## TASK
Up to and including the line that contains "light fixture, one", reproduce every line exactly, beginning with the first line below.

## Collected data
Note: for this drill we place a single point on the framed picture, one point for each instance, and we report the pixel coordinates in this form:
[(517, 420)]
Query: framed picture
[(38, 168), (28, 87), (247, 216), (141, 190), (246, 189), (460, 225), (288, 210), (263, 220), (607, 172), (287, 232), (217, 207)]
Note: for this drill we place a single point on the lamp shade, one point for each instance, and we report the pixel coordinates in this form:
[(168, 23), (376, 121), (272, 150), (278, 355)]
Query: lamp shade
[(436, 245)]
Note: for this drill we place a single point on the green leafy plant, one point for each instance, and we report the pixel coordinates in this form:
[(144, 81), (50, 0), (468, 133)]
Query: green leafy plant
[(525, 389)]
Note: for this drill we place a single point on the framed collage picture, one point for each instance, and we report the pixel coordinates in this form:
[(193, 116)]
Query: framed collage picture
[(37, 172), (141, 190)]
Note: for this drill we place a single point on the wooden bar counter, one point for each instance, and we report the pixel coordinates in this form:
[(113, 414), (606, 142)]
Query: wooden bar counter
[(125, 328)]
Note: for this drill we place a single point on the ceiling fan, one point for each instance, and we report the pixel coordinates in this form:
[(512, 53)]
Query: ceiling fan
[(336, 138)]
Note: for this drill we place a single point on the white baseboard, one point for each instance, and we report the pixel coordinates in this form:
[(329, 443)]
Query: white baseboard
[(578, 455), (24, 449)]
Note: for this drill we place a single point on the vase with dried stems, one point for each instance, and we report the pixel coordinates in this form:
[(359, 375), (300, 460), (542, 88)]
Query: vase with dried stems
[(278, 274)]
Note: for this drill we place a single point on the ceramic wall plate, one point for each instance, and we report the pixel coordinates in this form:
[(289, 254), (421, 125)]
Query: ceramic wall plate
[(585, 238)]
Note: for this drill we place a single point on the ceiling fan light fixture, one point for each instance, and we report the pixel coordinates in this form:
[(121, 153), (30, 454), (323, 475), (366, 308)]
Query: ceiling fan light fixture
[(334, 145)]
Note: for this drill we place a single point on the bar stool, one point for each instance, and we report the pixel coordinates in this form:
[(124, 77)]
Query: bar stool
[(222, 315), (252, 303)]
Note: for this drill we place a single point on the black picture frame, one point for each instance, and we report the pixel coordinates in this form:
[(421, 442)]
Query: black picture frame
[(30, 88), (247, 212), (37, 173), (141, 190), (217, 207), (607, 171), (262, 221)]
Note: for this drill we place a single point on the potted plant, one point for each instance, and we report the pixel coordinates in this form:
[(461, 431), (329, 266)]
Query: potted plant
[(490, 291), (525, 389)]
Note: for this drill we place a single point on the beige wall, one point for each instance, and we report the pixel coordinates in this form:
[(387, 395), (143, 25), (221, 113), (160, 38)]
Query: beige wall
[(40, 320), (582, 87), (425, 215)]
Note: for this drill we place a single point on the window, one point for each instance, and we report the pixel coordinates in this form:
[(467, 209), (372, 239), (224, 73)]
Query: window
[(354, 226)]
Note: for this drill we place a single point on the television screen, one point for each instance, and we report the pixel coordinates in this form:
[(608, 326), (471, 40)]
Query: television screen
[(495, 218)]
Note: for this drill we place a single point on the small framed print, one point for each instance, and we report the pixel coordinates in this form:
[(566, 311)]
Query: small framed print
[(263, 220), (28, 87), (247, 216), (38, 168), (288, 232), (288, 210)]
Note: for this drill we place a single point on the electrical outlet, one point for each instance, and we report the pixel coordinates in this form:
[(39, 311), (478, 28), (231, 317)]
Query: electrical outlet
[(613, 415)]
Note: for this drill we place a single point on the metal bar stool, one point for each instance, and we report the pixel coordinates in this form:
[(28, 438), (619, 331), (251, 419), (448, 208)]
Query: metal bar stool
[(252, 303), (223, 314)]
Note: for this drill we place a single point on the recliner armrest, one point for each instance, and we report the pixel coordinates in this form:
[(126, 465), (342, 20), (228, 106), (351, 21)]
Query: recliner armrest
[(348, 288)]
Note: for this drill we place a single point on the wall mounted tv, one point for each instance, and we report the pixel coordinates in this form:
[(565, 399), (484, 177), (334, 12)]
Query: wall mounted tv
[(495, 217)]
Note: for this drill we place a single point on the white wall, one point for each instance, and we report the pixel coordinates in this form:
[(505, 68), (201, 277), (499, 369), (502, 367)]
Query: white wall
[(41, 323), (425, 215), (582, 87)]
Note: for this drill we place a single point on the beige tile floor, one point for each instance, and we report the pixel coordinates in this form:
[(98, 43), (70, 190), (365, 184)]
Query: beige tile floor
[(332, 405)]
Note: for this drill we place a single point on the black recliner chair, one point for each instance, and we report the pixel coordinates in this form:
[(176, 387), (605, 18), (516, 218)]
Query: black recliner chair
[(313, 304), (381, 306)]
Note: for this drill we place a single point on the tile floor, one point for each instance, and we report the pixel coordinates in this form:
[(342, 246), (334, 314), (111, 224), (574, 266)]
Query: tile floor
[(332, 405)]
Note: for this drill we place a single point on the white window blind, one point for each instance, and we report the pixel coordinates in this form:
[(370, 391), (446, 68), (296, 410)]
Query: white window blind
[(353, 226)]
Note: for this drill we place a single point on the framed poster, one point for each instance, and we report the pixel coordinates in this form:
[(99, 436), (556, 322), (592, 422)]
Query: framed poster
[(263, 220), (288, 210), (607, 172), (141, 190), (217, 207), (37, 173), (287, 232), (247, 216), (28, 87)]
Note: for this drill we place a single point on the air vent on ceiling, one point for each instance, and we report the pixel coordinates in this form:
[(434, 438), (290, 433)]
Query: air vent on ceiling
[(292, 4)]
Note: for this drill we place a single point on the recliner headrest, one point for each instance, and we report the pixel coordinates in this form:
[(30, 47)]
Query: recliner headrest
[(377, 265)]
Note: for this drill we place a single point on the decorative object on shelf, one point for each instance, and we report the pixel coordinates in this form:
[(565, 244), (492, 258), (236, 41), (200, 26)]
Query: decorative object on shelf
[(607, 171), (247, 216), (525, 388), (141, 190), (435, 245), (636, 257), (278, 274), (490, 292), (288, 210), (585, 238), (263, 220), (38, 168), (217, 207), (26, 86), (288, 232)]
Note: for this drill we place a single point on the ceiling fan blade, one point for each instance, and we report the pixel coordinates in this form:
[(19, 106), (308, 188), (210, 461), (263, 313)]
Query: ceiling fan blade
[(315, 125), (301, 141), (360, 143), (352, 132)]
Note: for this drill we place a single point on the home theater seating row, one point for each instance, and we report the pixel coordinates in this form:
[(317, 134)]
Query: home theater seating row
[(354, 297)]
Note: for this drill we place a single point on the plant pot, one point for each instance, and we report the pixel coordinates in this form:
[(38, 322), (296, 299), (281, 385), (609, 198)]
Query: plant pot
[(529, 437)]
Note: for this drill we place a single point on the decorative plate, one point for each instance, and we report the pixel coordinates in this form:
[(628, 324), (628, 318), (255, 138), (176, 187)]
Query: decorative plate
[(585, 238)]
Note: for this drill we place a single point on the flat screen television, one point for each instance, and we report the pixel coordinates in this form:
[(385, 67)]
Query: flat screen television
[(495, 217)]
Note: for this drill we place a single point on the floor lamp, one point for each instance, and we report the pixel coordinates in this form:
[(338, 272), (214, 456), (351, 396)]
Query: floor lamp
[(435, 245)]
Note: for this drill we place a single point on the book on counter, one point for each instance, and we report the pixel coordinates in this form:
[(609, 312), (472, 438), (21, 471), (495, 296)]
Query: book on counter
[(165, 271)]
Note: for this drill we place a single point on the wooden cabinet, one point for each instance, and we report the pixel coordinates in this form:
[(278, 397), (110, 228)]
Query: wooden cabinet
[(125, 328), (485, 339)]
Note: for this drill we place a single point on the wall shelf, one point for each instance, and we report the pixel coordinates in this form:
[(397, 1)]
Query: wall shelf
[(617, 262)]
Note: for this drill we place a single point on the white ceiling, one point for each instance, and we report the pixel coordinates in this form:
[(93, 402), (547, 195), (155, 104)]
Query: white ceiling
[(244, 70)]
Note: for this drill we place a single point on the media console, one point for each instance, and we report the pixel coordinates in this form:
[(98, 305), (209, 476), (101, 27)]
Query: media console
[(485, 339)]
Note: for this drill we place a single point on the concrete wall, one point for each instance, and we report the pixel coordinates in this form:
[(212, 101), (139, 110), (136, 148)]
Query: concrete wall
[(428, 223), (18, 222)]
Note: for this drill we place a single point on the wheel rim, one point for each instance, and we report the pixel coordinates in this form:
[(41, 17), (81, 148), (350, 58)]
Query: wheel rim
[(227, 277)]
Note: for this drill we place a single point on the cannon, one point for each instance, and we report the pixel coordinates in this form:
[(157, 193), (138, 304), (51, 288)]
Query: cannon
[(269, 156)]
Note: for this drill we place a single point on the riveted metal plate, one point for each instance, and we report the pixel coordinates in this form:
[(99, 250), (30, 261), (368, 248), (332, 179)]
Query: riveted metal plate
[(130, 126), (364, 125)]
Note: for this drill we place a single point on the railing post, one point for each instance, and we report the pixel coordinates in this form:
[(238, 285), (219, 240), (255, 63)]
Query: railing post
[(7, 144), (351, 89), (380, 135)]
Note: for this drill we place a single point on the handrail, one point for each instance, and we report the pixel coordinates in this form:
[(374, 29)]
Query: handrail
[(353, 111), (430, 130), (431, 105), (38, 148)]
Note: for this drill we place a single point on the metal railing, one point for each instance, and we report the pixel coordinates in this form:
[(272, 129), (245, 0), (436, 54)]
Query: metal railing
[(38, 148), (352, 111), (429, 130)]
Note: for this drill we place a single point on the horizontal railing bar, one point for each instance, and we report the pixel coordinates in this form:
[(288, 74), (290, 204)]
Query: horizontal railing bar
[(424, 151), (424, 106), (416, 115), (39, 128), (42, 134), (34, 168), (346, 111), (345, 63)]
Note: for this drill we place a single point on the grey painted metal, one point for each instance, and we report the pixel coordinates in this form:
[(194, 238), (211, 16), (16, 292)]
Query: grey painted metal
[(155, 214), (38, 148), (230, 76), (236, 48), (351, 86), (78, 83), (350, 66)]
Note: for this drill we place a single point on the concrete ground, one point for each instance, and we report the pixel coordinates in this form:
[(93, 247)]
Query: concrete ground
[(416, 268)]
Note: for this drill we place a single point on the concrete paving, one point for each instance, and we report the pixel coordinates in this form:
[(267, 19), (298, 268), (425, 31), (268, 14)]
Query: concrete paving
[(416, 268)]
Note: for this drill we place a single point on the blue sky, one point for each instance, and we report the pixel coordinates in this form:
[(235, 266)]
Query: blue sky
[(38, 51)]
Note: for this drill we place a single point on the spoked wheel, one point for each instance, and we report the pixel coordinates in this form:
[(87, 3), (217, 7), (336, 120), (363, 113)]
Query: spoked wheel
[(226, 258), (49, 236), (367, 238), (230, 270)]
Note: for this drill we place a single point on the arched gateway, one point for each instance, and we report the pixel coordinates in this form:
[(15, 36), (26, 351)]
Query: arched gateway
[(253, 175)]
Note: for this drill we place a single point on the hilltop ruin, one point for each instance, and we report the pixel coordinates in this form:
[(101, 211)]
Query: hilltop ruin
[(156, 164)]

## COMPLETED TASK
Note: for this drill we place a single point on the framed picture, one point for each instance, and we report the pixel coordinates in this form:
[(517, 420)]
Query: framed picture
[(38, 168), (28, 87), (247, 216), (141, 190), (246, 189), (460, 225), (288, 210), (263, 220), (607, 172), (287, 232), (217, 207)]
Note: for this drill we place a single point on the lamp shade, one point for each instance, and we report the pixel coordinates in this form:
[(168, 23), (376, 121), (272, 150), (278, 355)]
Query: lamp shade
[(436, 245)]
Note: for this drill we place a single point on the green leafy plant, one point for each instance, and we report the pixel coordinates in this form:
[(144, 81), (50, 0), (468, 133)]
Query: green leafy plant
[(525, 389)]
Note: for this drill we place a single point on the framed collage picture, one point for each instance, and we report the pixel coordinates in this form:
[(193, 116)]
Query: framed collage picture
[(37, 172), (141, 190)]
Note: for this drill we place a single point on the wooden bar counter, one point for each instance, and we report the pixel coordinates in this form:
[(113, 414), (606, 142)]
Query: wooden bar counter
[(125, 328)]
Note: for this drill we place a single point on the ceiling fan, one point for each instance, and we report the pixel coordinates in this form:
[(512, 53)]
Query: ceiling fan
[(336, 138)]
Note: for this drill we place a single point on the white baseboard, one point for each instance, and we report the pixel coordinates in this form:
[(329, 443)]
Query: white baseboard
[(578, 455), (24, 449)]
Note: for this drill we place a single point on the vase with dried stems, one point for each instance, and we report the pixel coordinates in this form:
[(359, 375), (300, 460), (542, 88)]
Query: vase with dried stems
[(278, 274)]
Note: for this drill we place a single point on the ceramic wall plate, one point for each instance, and we report the pixel coordinates in this form:
[(289, 254), (421, 125)]
Query: ceramic wall plate
[(585, 238)]
Note: for this drill we place a single point on the ceiling fan light fixture, one point for each instance, and we report the pixel coordinates in this form:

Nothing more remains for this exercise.